*** Vorliegender Text
Inhalt
Scout war zwei, als ihre Mutter starb. Sie lebt mit ihrem Vater Atticus und ihrem Bruder Jem zusammen, Calpurnia ist die strenge, aber wohlmeinende Köchin der Finchs. Atticus ist ein Jurist und Menschenfreund. Als er in „Wer die Nachtigall stört“ die Pflichtverteidigung für Tom Robinson, einen Schwarzen, übernimmt, der eine 19-Jährige aus dem Ort vergewaltigt haben soll, tut er es gerne – zum Ärgernis vieler Bürger von Maycomb.
******
*** Angezeigte Einträge
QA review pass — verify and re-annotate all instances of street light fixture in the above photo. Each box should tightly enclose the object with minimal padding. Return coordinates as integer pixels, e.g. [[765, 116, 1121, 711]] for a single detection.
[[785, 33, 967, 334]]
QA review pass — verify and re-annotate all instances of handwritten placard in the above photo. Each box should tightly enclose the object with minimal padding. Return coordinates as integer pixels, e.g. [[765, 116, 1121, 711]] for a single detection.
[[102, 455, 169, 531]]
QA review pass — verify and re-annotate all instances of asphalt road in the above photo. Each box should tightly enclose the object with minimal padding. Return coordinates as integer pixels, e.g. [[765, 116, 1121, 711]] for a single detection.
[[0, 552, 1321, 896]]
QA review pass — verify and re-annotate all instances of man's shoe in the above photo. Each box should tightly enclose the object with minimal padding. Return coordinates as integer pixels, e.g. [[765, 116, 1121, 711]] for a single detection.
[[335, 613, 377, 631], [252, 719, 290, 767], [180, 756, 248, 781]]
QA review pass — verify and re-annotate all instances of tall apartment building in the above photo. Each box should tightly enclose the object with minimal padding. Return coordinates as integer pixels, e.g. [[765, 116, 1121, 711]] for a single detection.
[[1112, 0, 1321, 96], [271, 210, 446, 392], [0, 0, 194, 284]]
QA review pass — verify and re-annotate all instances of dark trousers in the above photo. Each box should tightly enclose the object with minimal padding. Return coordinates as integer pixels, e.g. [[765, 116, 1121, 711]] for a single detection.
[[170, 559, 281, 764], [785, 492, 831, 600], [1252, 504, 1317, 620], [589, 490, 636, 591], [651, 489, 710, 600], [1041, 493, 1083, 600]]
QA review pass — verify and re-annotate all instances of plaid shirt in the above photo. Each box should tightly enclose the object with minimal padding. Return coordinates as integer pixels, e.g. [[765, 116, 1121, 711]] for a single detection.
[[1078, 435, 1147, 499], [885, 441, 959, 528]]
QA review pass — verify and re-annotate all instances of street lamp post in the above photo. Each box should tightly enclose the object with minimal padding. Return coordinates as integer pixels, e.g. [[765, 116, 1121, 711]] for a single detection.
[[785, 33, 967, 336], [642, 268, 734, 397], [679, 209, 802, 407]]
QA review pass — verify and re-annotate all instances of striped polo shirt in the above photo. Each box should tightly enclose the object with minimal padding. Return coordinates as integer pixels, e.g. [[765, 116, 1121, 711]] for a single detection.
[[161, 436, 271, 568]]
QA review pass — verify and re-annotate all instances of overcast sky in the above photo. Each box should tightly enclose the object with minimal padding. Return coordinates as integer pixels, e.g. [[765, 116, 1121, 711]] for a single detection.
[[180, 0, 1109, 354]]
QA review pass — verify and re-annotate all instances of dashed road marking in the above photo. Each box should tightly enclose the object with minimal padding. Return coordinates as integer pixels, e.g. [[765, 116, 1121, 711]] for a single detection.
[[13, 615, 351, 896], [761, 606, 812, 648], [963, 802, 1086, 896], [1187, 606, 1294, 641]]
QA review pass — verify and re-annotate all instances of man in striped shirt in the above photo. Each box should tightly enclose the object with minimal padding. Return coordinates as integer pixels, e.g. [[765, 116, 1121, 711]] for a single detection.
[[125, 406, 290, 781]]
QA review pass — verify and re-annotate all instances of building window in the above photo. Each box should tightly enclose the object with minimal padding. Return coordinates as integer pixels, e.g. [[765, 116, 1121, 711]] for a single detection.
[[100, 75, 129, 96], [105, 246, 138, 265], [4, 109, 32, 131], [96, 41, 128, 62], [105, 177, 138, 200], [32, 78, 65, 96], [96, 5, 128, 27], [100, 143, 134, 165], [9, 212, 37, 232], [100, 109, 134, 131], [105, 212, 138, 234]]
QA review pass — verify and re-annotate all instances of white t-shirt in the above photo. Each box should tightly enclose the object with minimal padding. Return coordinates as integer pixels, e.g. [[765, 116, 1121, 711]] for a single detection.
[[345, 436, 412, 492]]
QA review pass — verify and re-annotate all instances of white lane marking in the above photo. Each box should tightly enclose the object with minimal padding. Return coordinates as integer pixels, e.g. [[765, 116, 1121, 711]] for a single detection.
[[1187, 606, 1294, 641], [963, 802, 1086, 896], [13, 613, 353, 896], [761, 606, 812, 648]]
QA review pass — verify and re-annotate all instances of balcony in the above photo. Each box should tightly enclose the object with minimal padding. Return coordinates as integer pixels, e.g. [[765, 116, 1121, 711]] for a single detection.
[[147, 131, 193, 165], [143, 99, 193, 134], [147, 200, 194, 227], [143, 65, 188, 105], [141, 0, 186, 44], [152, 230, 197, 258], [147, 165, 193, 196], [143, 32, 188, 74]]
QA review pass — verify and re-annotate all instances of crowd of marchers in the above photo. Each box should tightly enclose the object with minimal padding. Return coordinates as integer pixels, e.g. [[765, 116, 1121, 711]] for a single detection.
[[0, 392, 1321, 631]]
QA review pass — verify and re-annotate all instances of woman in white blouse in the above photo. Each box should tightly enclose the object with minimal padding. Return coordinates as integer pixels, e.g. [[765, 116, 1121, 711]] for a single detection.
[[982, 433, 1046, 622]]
******
● Zu bearbeitende Aufgaben:
1 - Fasse die Inhaltsangabe zu „Wer die Nachtigall stört“ in zwei Sätzen zusammen.
2 - Setze die Inhaltsangabe zu „Wer die Nachtigall stört“ im Anschluss an ihren letzten Satz fort.

● Antworten je Aufgabe:
1 - Scout, deren Mutter starb, als sie zwei war, lebt mit ihrem Vater Atticus und ihrem Bruder Jem zusammen, und Calpurnia ist die strenge, aber wohlmeinende Köchin der Finchs. Der Jurist Atticus übernimmt gern die Pflichtverteidigung des Schwarzen Tom Robinson, der eine 19-Jährige aus dem Ort vergewaltigt haben soll, was viele Bürger von Maycomb verärgert.

2 -
Jean Louise Finch
Jean Louise Finch, genannt Scout, ist die Ich-Erzählerin des Buches. Obwohl sie in den wichtigsten Szenen erst acht Jahre alt ist, ist die Sprache des Romans nicht kindlich. Sie war weit für ihr Alter, konnte lesen, bevor sie in die Schule kam, hat Zusammenhänge erkannt, die sich anderen nicht gezeigt hätten. Auch wenn man auf die Schnelle kein Mädchen wie sie finden wird, habe ich ihr ihre Rolle als cleverer Wildfang, der ab und an unfreiwillig komisch ist, abgekauft. Ich habe die Geschichte und Scouts Entwicklung gerne aus ihrer Sicht (im Rückblick) verfolgt.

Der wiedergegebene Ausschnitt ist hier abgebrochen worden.